Sect. 6. Of the Admission and Exclusion of Members
All persons who subscribe our articles of faith and lead sober and moral lives, shall be considered members of a Church. A departure from those articles, or an immoral life, shall subject a member to private admonition by the Minister, or a brother member only, according to Matth. xviii, 18, 21. and Luke xvii; 3, and 4. If what we conceive to be error, of if what all Christian Churches agree to be vice, is persisted in, the offending member shall be admonished a second time by any two or three members of the Church. If after these steps, he continue disobedient, his name be publically erased from the list of members, be he shall be exhorted at the same time to attend public worship, and the preaching of the Gospel; and he shall be restored in love, after he exhibits such signs of a return to his former faith or practice, as shall be deemed satisfactory to the Church.

Sect. 7. Of Marriage
Marriages are to be performed in such way as the laws of the particular States have made necessary; Ministers of the Gospel belonging to our Church are at liberty to celebrate this ordinance.

Sect. 8. Of the Instruction of Children
We believe it to be the duty of all parents to instruct their children in the principles of the Gospel, as the best means to inspire them with the love of virtue, and to promote in them good manners, and habits of industry and sobriety. As a necessary introduction to the knowledge of the Gospel, we recommend the institution of a school, or schools, to be under the direction of every church; in which shall be taught reading, writing, arithmetic, and psalmody. We recommend, further, that provision be made for instructing poor children, in the said schools, gratis. As the fullest discovery of the perfections and will of God, and the whole duty of man, is contained in the BIBLE, we wish that Divine Book to be read by the youth of our Churches as early and frequently as possible; and that they should be instructed therein at state meetings appointed for that purpose.

Sect. 9. Of the Communion of Churches
The Churches shall convene together for the purpose of more effectually spreading the Gospel, and assisting and edifying each other [by] a Convention of the Churches held annually by deputies or messengers, to inquire into, and to report, the state of each Church, respecting the admission of members, and the progress of the Gospel; to consult and act for the common benefit of all Churches; and to send forth ministers to propagate the Gospel in places where it had not been regularly preached, and thereby to form and establish new Churches. — No Acts of this Convention shall be supposed to invade the freedom or sovereignty of a particular Church. Each Church reserves to itself full and exclusive power to judge of all matters relating to faith or practice (as established by our Articles) among its own members. — All of the general Acts of the convention which relate to the interest of particular Church, shall be issued only by way of advice or recommendation.

Chapter III.


Sect. 1. Of War
Although a defensive war may be considered lawful, yet we believe that there is a time coming, when the light and universal love of the Gospel, shall put an end to all wars. We recommend, therefor, to all the Churches of our Communion, to cultivate the spirit of peace, and brotherly love, which shall lead them to consider all mankind as brethren; and to strive to spread among them the knowledge of their common Saviour and Redeemer, who came into the world, “not to destroy men’s lives but to save them.”

— INFORMATION GIVEN —
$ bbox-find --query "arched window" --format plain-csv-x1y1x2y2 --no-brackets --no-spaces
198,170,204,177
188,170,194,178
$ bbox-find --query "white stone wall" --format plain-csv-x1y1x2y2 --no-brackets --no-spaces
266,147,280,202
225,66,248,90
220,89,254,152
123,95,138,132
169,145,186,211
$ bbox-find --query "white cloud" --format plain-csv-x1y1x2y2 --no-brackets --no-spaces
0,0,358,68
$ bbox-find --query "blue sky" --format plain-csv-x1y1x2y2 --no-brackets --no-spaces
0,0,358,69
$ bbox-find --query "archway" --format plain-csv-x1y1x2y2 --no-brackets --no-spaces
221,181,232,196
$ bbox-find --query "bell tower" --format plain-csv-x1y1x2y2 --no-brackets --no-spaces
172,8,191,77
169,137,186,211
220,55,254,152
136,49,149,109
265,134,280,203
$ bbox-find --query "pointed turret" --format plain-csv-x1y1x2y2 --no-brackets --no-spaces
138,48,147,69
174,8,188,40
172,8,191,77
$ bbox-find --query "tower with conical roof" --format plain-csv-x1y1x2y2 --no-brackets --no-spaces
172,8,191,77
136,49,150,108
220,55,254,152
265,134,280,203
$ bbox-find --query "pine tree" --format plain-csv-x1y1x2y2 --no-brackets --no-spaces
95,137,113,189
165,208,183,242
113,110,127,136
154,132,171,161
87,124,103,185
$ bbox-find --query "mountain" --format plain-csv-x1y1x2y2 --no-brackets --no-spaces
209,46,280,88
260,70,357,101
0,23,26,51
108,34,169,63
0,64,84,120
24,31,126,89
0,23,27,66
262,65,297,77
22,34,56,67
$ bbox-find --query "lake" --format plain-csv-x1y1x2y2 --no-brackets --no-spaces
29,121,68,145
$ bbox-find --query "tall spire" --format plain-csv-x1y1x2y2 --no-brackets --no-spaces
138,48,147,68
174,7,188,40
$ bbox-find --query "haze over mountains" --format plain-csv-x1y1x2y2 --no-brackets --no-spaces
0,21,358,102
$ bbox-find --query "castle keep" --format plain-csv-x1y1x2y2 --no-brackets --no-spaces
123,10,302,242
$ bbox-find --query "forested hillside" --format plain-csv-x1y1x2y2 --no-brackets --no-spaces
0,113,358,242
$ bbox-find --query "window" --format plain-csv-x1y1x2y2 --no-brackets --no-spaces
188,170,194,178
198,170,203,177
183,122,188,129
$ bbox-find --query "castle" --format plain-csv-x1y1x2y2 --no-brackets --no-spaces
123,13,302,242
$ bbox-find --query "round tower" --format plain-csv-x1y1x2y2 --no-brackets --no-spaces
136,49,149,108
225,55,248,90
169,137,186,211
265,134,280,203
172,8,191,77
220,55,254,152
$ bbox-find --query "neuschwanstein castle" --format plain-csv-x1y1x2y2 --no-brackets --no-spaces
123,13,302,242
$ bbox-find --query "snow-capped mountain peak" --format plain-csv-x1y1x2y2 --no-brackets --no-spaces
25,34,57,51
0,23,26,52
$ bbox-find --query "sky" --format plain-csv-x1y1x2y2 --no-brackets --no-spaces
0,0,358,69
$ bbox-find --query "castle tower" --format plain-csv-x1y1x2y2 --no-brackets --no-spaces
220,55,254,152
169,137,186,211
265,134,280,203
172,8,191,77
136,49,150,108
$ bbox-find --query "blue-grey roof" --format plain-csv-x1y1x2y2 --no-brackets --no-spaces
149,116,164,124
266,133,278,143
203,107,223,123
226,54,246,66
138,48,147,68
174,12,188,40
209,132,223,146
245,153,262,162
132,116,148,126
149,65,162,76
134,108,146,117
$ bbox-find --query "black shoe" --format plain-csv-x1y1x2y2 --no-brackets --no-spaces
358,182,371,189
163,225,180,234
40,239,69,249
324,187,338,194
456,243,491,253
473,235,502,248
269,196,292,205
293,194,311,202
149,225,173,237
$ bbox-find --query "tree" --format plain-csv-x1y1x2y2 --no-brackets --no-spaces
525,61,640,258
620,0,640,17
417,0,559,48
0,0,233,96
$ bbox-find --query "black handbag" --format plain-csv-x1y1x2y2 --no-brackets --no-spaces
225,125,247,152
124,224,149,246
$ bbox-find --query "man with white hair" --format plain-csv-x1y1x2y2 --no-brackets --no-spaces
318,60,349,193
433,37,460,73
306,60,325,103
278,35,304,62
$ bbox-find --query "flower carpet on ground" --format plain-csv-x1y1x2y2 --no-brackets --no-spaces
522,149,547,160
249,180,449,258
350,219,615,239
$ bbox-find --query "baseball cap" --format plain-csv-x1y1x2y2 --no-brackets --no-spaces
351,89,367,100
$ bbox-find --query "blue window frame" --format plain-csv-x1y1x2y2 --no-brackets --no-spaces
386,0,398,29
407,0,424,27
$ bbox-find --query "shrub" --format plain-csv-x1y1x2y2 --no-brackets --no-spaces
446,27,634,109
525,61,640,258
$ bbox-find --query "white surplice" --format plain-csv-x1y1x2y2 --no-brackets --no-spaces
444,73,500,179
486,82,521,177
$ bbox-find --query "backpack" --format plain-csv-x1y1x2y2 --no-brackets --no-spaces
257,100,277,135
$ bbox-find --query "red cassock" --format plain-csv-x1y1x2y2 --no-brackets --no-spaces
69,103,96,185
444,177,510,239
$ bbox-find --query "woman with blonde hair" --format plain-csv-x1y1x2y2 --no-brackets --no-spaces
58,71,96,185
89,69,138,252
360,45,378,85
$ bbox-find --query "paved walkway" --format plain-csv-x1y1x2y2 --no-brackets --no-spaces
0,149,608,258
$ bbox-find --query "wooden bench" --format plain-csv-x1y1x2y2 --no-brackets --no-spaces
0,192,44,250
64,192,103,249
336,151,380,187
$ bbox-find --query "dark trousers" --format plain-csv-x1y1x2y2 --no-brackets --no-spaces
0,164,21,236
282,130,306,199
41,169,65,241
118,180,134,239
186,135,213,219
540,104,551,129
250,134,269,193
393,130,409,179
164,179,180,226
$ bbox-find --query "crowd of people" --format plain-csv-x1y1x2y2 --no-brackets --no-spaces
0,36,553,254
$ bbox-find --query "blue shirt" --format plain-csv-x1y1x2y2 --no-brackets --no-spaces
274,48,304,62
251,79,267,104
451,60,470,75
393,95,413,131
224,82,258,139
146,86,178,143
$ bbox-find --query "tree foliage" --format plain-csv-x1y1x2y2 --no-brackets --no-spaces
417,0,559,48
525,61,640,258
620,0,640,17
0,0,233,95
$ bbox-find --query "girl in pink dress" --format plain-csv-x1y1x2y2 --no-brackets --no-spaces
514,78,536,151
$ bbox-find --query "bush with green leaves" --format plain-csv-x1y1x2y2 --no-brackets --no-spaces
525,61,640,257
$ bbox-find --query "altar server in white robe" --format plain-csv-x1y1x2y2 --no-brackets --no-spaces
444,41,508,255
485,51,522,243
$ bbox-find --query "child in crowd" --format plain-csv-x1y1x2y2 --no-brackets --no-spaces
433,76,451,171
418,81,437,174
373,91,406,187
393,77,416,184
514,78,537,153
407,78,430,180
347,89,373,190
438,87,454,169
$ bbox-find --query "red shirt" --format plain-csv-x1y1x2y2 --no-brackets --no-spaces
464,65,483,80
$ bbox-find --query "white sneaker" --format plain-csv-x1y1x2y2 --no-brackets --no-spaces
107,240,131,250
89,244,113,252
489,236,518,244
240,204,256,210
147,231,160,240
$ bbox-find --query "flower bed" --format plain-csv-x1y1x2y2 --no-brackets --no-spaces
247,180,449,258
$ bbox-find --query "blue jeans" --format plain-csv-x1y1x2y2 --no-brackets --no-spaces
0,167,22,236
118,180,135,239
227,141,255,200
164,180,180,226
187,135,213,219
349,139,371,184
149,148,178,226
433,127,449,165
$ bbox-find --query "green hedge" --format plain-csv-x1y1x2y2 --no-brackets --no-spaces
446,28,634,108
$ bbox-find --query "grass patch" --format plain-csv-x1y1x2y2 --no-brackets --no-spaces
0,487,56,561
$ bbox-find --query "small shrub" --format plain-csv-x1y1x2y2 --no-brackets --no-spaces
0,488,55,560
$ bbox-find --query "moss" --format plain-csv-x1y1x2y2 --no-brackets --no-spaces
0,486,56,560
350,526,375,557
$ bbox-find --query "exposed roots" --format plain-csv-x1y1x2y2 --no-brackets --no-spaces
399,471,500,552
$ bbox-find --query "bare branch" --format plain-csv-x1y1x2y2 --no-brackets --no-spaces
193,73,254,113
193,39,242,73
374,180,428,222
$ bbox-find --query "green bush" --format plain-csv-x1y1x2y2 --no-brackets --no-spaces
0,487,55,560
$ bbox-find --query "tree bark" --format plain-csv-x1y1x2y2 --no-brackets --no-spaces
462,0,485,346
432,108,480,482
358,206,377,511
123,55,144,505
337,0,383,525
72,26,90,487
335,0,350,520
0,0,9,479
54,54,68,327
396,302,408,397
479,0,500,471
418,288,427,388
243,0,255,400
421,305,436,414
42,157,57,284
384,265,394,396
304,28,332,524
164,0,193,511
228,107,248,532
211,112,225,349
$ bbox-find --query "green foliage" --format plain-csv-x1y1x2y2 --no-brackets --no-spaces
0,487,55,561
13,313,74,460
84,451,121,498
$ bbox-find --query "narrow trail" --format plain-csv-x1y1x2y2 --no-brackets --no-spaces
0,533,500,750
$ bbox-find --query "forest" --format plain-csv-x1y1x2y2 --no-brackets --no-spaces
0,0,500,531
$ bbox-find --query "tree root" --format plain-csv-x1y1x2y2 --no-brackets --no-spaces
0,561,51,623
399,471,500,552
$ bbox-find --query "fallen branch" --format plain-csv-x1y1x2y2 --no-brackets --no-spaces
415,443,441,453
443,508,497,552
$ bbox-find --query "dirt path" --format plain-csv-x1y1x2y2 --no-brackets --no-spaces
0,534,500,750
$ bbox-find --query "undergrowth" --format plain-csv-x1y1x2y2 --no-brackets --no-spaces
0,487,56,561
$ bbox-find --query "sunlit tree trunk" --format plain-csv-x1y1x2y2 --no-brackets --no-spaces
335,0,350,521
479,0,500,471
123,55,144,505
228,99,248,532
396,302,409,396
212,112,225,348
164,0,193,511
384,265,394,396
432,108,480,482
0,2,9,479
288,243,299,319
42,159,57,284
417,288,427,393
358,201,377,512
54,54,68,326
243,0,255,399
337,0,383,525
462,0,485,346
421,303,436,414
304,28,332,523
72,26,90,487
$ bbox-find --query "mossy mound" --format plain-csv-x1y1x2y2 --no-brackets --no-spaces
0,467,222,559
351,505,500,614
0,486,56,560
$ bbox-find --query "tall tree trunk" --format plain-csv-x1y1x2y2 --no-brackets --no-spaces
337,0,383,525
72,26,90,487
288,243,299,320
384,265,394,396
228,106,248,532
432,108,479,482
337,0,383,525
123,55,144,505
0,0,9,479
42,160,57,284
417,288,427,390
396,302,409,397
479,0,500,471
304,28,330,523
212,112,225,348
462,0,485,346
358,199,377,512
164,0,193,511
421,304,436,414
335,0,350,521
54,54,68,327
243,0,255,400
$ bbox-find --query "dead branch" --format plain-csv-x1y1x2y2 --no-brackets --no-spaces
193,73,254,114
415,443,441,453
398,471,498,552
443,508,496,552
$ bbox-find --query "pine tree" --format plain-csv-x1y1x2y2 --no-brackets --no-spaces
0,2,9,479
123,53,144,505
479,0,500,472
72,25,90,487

— PROBLEMS TO WORK ON —
A – Can you restate word for word the part of the church passage that opens with "Sect. 7. Of" and closes with "celebrate this ordinance."?
B – Answer these questions from the church passage:
(i) Who gives a member the first private admonition?
(ii) Which subjects are to be taught in the schools the churches are to direct?
(iii) How often is the Convention of the Churches held?

— COMPLETED EXERCISE —
A –
Sect. 7. Of Marriage
Marriages are to be performed in such way as the laws of the particular States have made necessary; Ministers of the Gospel belonging to our Church are at liberty to celebrate this ordinance.

B –
(i) The Minister, or a brother member only.
(ii) Reading, writing, arithmetic, and psalmody.
(iii) Annually.